Texto do documento:
Como estimou o prazo de 15 anos para entregar um coração bioartificial?
Afirmar com precisão uma data na qual venceremos esses desafios e conseguiremos construir um coração bioartificial é uma tarefa que acredito não estar ao alcance humano. Mas é senso comum na comunidade científica que a bioimpressão deverá evoluir até alcançar seu ponto máximo de expectativa por volta de 2025, sendo que nos anos seguintes suas aplicações deverão começar vir a público. Deveremos, então, começar a ver uma série de trials (testes) utilizando tecidos ou órgãos bioimpressos. Aquelas alternativas que comprovarem seu potencial deverão passar a fazer parte da rotina nos centros médicos ao redor do mundo. Ao contrário do que se vê nas áreas da engenharia e da computação, a evolução das tecnologias nas ciências da vida, especialmente na medicina, é um processo longo e cheio de obstáculos éticos e legais.
Qual é a sua visão do espaço que se dedica no Brasil para o desenvolvimento da ciência?
Minha visão sobre como o Brasil valoriza a Ciência dificilmente poderia ser mais crítica. Ciência é algo que começa na escola, quando ainda somos muito pequenos, e está dentro de cada disciplina, da Matemática à Geografia. Assim, não é difícil entender porque o país produz tão pouco em Ciência, se voltarmos nosso olhar ainda para a educação básica: temos um dos piores desempenhos escolares do mundo!
Uma alternativa para a crise na Ciência brasileira seria aproximar as iniciativas públicas e privadas, de maneira que empresas interessadas nos avanços tecnológicos desenvolvidos nas Universidades pudessem investir nesses projetos. Entretanto, o Brasil ainda é um país que enxerga a iniciativa privada como vilã e possui uma série de burocracias e regulamentações que a afastam dos pesquisadores e centros universitários.
É verdade que Charles Darwin e mecânica quântica eram suas leituras de férias? Quais dessas ou outras referências foram marcantes para as escolhas que fez até hoje?

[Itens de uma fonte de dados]
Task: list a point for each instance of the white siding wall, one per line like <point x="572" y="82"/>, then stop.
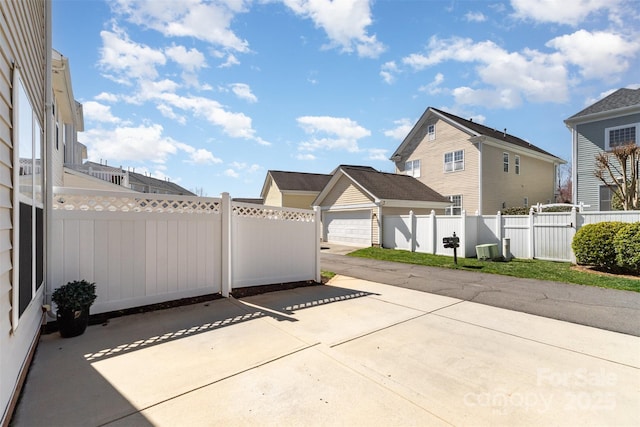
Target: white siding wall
<point x="23" y="32"/>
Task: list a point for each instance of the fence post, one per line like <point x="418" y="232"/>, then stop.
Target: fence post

Requisitos da tarefa:
Dê continuidade à entrevista sobre o coração bioartificial e a ciência no Brasil, começando logo após a última frase apresentada.

Resultado:
Sempre gostei de Ciência e sempre procurei ler um pouco de tudo sobre cada uma de suas diversas ramificações. Evolução das espécies e física moderna são apenas duas delas, mas acredito que o princípio básico das mais importantes teorias científicas deveriam ser de conhecimento geral da população.
Em relação às referências, é difícil apontar uma ou duas em específico, mas se eu fosse recomendar aos jovens de hoje alguma leitura para se iniciarem no mundo científico, recomendaria uma série de livros intitulada “Cientistas em 90 Minutos”. Trata-se de uma coleção na qual, em cada exemplar, um cientista tem suas teorias destrinchadas de maneira fácil e acessível ao público leigo.
Poderia deixar uma mensagem sobre como as ciências são importantes para transformar a vida das pessoas?
A Ciência é o que permitiu o homem deixar de ser um nômade caçador e tornar-se o que é hoje. Ciência não é só fazer experimentos em um laboratório, Ciência é questionar a natureza e procurar entender como (e quem sabe até porque) as coisas funcionam. A agricultura e a criação de animais são, por exemplo, algumas das primeiras manifestações do homem fazendo Ciência. Hoje, naturalmente, a Ciência é muito mais dinâmica e evolui exponencialmente, mas não é preciso ser nenhum gênio ou ter acesso a recursos de última geração para se fazer Ciência, basta começar a se questionar – e ir atrás das respostas – por exemplo, sobre o que podemos fazer para melhorar a vida das pessoas.